#### Work to complete:
Scale the records from the start through the line containing "[0,74,637,480]", including that line, by repeating every line with each box coordinate multiplied by 2.15 and rounded to a whole number, halves up. Leave the pictures out.

#### Records to process:

--- start ---

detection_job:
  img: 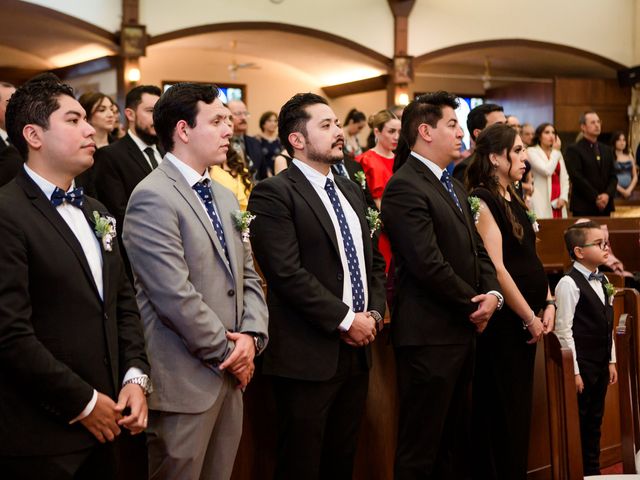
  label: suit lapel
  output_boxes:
[158,161,233,275]
[287,164,340,254]
[16,169,100,298]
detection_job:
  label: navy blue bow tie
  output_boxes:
[589,273,604,282]
[51,187,84,208]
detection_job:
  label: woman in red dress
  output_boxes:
[356,110,400,272]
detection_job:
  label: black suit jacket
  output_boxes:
[93,134,159,283]
[248,164,385,381]
[0,138,24,186]
[0,170,149,456]
[382,156,500,346]
[564,138,618,216]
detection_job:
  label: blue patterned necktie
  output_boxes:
[324,178,364,312]
[589,272,604,282]
[192,178,229,262]
[440,169,462,211]
[51,187,84,208]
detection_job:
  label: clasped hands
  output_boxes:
[340,312,378,347]
[80,383,148,443]
[218,332,256,389]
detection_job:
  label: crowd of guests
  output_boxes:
[0,74,637,480]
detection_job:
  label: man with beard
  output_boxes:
[94,85,164,283]
[228,100,273,180]
[248,93,385,480]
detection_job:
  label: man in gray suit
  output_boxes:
[123,83,267,480]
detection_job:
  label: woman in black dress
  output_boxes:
[467,124,555,480]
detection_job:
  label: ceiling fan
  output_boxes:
[227,40,260,80]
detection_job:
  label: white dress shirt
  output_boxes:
[127,129,162,170]
[24,163,146,423]
[555,262,616,375]
[293,158,369,332]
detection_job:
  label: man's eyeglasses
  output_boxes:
[580,240,609,250]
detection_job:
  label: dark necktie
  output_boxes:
[589,272,604,282]
[324,178,364,312]
[333,162,349,178]
[192,178,229,262]
[51,187,84,208]
[144,147,158,170]
[440,169,462,211]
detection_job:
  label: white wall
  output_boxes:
[140,0,393,57]
[24,0,122,32]
[409,0,640,65]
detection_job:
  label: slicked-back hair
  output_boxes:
[467,103,504,141]
[5,73,75,159]
[153,82,220,152]
[124,85,162,110]
[564,220,600,260]
[278,93,329,158]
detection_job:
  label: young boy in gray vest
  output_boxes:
[555,221,618,476]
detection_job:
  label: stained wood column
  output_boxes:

--- end ---

#### Completed exercise:
detection_job:
  img: 
  label: suit lapel
  output_boxes:
[340,346,501,591]
[617,353,731,546]
[34,363,215,641]
detection_job:
  label: navy blue bow tie
  output_boxes:
[1266,587,1299,606]
[110,402,181,447]
detection_job:
  label: woman in red dress
  output_boxes:
[765,237,860,585]
detection_job:
  label: black suit jacket
  output_boxes:
[200,288,342,608]
[533,353,828,819]
[0,297,52,400]
[0,366,320,980]
[821,335,1075,744]
[1213,297,1329,464]
detection_job:
  label: blue patterned necktie
  output_boxes:
[697,383,783,671]
[1266,585,1299,606]
[413,383,492,563]
[946,363,993,454]
[110,402,181,447]
detection_job:
  label: clasped hands
  output_boxes:
[731,671,813,746]
[172,823,318,952]
[469,714,550,836]
detection_job:
  label: crowd of guests
  output_boxes:
[0,159,1370,1032]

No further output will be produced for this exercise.